Text section ▸

Here we summarize five primary failure points for nonprofit organizations to avoid:
  1. Failure to assess the organization’s current strategic position before launching a strategic planning effort

    To lead and manage a formally stated, integrated, and properly deployed strategy is a major challenge for any nonprofit organization. To do so without the necessary preparatory steps will, in all probability, result in wasted time, energy, misdirected efforts and can even lead to the resulting plan failing. More importantly, nonprofit leadership teams will be at a disadvantage attempting to create a new strategic direction and plan without taking into account their current aspirations and plan.

    Before undertaking any significant effort to develop, improve, and/or manage strategy, there needs to be a shared understanding of the scope and depth of the change effort to be undertaken. This, in turn, needs to be grounded in a fact-based assessment of the organization’s strategic direction and strategic management capabilities currently in place. The initial assessment, in large measure, will determine the basis for making changes.

    Having a clear understanding of where any journey begins is vitally important and too often a missed step in many strategic planning processes.


  2. View a flow diagram of a thoughtful and practical strategic management process and our one page exercise to help you assess current strategic direction.

  3. Failure to “read the tea leaves” and make the necessary changes

    In a rush to define strategy and approve annual operating budgets, judgments and decisions are made upon an uneven understanding of the strategic environment and its capability to influence the future.

    All too often nonprofit leaders move into and through the strategy setting process without building a common information base upon which sound strategic decisions can be made. This fundamental “knowledge gap” amongst the board and senior leadership and down through the organization serves to undermine the strategic management process in several important ways by:

    • Failing to leverage the existing repository of strategic knowledge available to the planning team via the board, key stakeholders and workforce, and via accessible information resources inside and outside the organization.
    • Decreasing the likelihood an effective strategy will be selected and eventually made operational.
    • Unintentionally enabling work force resistance to change as the reasons for change are not clearly communicated.

    When we see nonprofit organizations make this mistake we are reminded of Spencer Johnson’s timeless book, Who Moved My Cheese? You may remember that in this story four characters living in a maze face unexpected change when they discover their "Cheese" has gone missing. Two mice and two tiny people the size of mice, each adapt to change in their maze differently. One of the characters in the story didn’t adapt at all.

Exercise set ▸
[1] Update the text on nonprofit strategic planning failures, starting at "In a rush to" and ending at "influence the future.", with "annual operating budgets" replaced by "yearly operating budgets".
[2] Answer these questions from the text on nonprofit strategic planning failures:
(a) How many primary failure points for nonprofit organizations does it say it summarizes?
(b) How many characters live in the maze in Who Moved My Cheese?
(c) Who wrote Who Moved My Cheese?
[3] List every way the text on nonprofit strategic planning failures says the "knowledge gap" undermines the strategic management process.

Collected data ▸
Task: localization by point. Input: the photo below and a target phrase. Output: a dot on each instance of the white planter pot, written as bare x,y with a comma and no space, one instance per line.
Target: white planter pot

Responses per task ▸
[1]
In a rush to define strategy and approve yearly operating budgets, judgments and decisions are made upon an uneven understanding of the strategic environment and its capability to influence the future.

[2]
(a) Five
(b) Four
(c) Spencer Johnson

[3]
- Failing to leverage the existing repository of strategic knowledge available to the planning team via the board, key stakeholders and workforce, and via accessible information resources inside and outside the organization
- Decreasing the likelihood an effective strategy will be selected and eventually made operational
- Unintentionally enabling work force resistance to change as the reasons for change are not clearly communicated